[EXERCISE INPUTS]:
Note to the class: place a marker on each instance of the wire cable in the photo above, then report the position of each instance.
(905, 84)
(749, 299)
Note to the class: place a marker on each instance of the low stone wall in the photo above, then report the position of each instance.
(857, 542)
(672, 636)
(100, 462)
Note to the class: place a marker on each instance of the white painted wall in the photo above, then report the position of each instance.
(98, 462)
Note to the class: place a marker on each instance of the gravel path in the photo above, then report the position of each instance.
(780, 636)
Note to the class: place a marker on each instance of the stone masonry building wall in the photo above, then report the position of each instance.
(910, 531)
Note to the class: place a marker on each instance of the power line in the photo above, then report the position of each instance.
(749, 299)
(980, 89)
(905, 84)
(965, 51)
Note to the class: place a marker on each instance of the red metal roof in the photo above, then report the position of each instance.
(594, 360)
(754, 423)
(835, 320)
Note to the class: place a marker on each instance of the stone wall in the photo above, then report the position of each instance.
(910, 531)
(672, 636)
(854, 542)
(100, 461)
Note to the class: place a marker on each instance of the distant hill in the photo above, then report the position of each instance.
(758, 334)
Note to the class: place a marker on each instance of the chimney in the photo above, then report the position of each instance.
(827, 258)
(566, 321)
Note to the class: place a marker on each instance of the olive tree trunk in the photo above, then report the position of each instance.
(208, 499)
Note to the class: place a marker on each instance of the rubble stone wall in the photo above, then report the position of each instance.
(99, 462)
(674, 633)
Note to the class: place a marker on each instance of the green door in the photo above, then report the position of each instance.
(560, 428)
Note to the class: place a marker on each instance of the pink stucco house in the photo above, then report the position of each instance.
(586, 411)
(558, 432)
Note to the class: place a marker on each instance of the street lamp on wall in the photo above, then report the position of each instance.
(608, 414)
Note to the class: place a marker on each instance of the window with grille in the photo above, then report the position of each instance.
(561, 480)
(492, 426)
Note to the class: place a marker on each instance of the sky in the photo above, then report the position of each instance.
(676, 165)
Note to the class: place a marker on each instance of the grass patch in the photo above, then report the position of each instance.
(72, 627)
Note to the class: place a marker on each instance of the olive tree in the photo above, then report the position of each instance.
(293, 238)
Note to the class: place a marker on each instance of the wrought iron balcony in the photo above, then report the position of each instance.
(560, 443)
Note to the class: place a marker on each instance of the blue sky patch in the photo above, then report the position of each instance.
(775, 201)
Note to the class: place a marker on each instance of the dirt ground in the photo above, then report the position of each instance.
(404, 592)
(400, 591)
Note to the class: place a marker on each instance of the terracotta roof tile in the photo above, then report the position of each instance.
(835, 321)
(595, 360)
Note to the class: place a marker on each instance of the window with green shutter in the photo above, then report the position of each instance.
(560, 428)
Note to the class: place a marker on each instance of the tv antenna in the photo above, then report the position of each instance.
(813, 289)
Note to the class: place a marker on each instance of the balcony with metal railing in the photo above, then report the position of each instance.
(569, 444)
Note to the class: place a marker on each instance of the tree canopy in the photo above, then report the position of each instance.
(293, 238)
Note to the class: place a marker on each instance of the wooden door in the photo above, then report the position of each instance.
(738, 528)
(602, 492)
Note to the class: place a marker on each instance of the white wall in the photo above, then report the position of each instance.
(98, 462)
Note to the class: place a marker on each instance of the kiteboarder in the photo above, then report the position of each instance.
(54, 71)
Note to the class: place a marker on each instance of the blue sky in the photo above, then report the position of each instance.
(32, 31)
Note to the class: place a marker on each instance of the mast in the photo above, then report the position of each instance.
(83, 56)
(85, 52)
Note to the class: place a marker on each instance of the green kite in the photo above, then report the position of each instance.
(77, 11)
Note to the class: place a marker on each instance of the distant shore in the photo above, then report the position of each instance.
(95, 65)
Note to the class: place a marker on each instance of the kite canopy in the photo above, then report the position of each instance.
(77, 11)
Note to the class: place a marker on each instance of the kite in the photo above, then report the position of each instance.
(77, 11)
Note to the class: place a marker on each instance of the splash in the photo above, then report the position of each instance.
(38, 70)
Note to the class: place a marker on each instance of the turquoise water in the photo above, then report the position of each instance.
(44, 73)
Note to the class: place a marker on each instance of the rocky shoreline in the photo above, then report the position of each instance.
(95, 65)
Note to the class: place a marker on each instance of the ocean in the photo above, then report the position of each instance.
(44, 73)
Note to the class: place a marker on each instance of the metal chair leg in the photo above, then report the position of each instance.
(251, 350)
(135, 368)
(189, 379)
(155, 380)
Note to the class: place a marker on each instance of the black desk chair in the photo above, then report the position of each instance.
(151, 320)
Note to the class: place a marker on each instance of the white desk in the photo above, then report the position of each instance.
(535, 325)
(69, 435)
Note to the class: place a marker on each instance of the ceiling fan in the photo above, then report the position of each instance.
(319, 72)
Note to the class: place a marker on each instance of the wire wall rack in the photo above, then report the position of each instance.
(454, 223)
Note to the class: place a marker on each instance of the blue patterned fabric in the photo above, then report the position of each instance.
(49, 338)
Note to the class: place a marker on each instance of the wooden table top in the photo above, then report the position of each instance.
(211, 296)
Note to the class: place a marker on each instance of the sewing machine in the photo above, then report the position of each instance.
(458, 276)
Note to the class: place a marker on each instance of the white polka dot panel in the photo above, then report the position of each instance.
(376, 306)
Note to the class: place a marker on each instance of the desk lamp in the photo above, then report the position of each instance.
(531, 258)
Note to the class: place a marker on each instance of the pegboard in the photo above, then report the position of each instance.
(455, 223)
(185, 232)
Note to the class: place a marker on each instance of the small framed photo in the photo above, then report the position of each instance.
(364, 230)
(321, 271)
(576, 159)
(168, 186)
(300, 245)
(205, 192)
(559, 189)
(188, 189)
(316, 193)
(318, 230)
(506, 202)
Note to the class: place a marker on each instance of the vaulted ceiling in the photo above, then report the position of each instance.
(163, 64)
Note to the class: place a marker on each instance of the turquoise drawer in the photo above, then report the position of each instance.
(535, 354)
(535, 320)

[EXERCISE]:
Retype each record exactly, leaving nothing out.

[TASK OUTPUT]:
Note to the class: place a marker on each instance of the wire cable in the photo above, then report the position of each instance.
(905, 84)
(749, 299)
Note to the class: place a marker on each instance of the low stone wall in the photo above, then report the position of each instance.
(857, 542)
(672, 636)
(100, 462)
Note to the class: place a marker on each instance of the white painted wall in the photo above, then report the position of each instance.
(98, 462)
Note to the class: place a marker on each instance of the gravel path in the photo above, then report the position of each instance.
(780, 636)
Note to the class: place a marker on each instance of the stone masonry building wall in the photo above, then report the position of each instance.
(910, 531)
Note to the class: place a marker on each instance of the power line in the photo above, then report the position of each instance.
(749, 299)
(980, 89)
(905, 84)
(965, 51)
Note to the class: place a marker on each instance of the red metal roof in the photo above, then report the position of each instance.
(594, 360)
(754, 423)
(835, 320)
Note to the class: place a marker on each instance of the stone wall in the photo above, then report the position of each instance.
(910, 531)
(672, 636)
(854, 542)
(100, 461)
Note to the class: place a marker on each instance of the distant hill in the photo above, then report the position of each instance.
(758, 334)
Note to the class: place a marker on each instance of the chimney in the photo above, then report the position of each instance.
(827, 258)
(566, 321)
Note to the class: place a marker on each instance of the olive tree trunk in the photo above, then report the position of each instance.
(208, 499)
Note to the class: place a marker on each instance of the rubble stone wall in the photo above, then report the position of each instance.
(99, 462)
(674, 633)
Note to the class: place a marker on each instance of the green door in the photo above, then report the position of each instance.
(560, 428)
Note to the class: place a marker on each instance of the pink stucco house in the photo above, then report the position of each instance.
(586, 411)
(558, 432)
Note to the class: place a marker on each instance of the street lamp on wall in the photo above, then report the position of each instance.
(608, 414)
Note to the class: place a marker on each instance of the window with grille in the photo above, then report the position of each instance.
(561, 480)
(492, 426)
Note to the class: place a marker on each instance of the sky in the photo above, then report the position of each instance.
(676, 165)
Note to the class: place a marker on each instance of the grass patch in the photo above, then report the position of each instance.
(72, 627)
Note to the class: place a marker on each instance of the olive tree in the photo above, then report the position of each instance.
(293, 238)
Note to the class: place a marker on each instance of the wrought iron balcony in the photo above, then report the position of each instance.
(560, 443)
Note to the class: place a marker on each instance of the blue sky patch in the photo above, then report the position of each instance.
(775, 201)
Note to the class: place a marker on each instance of the dirt ground in the photo above, then report the position of each instance.
(404, 592)
(400, 591)
Note to the class: place a marker on each instance of the terracotta roof tile in the photo above, then report the position of each instance.
(835, 321)
(595, 360)
Note to the class: place a marker on each instance of the window with green shutter in the photo above, then report the position of each instance.
(560, 428)
Note to the class: place a marker on each instance of the tv antenna in the photo above, then report the position of each instance.
(813, 289)
Note to the class: place a marker on each instance of the balcony with metal railing in the photo above, then report the position of each instance.
(569, 444)
Note to the class: place a marker on each instance of the tree canopy in the photo above, then report the position of each instance.
(293, 238)
Note to the class: place a marker on each instance of the wooden door in the photo above, then report the position of each instance.
(738, 528)
(602, 492)
Note to the class: place a marker on each instance of the white wall in the photo above, then report the position of each instance.
(98, 462)
Note to the class: place a marker on each instance of the kiteboarder in the photo above, then report the position of each instance.
(54, 71)
Note to the class: place a marker on each instance of the blue sky in the photo above, then report the position of each instance.
(32, 31)
Note to the class: place a marker on each instance of the mast in the photo above, then report the position of each instance.
(83, 56)
(85, 52)
Note to the class: place a marker on each instance of the green kite in the photo above, then report the position of each instance.
(77, 11)
Note to the class: place a marker on each instance of the distant shore in the photo above, then report the position of each instance.
(95, 65)
Note to the class: place a marker on each instance of the kite canopy in the photo above, then report the position of each instance.
(77, 11)
Note to the class: place a marker on each instance of the kite in the photo above, then report the position of each instance.
(77, 11)
Note to the class: place a marker on each instance of the splash in the photo above, then report the position of each instance.
(38, 70)
Note to the class: place a marker on each instance of the turquoise water in the photo above, then report the position of each instance.
(44, 73)
Note to the class: place a marker on each instance of the rocky shoreline in the photo above, then report the position of each instance.
(95, 65)
Note to the class: place a marker on each instance of the ocean in the photo above, then report the position of each instance.
(44, 73)
Note to the class: place a marker on each instance of the metal chair leg in the photo above, then report the position of each instance.
(251, 350)
(135, 368)
(189, 379)
(155, 380)
Note to the class: place a marker on each instance of the black desk chair in the photo above, then report the position of each instance.
(151, 320)
Note to the class: place a marker on each instance of the white desk in the photo above, then report the position of each instance.
(535, 325)
(69, 435)
Note to the class: place a marker on each instance of the ceiling fan in the photo above, then report the position of each instance.
(319, 72)
Note to the class: place a marker on each instance of the wire wall rack in the photo above, then report the position of each instance.
(454, 223)
Note to the class: place a marker on each instance of the blue patterned fabric in the photo above, then report the position of each instance.
(49, 338)
Note to the class: place a marker on each instance of the wooden table top in the photo above, then report the position of each instance.
(211, 296)
Note to the class: place a marker on each instance of the sewing machine in the photo above, then report the position of each instance.
(458, 276)
Note to the class: place a marker on each instance of the white polka dot panel in the photo above, then report the position of each instance.
(376, 306)
Note to the class: place a marker on each instance of the desk lamp in the photo above, then report the position of each instance.
(531, 258)
Note to the class: place a marker on each instance of the pegboard in the photo above, then report the position of each instance.
(455, 223)
(185, 232)
Note to the class: place a marker on each instance of the small framed photo in the photo above, then report the position of each instance.
(364, 230)
(321, 271)
(576, 159)
(168, 186)
(300, 245)
(205, 192)
(559, 189)
(188, 189)
(316, 193)
(318, 230)
(506, 202)
Note to the class: place a marker on each instance of the vaulted ceiling in the photo above, then report the position of each instance.
(163, 64)
Note to the class: place a marker on each instance of the turquoise drawer in the photo above, then report the position of each instance.
(535, 354)
(535, 320)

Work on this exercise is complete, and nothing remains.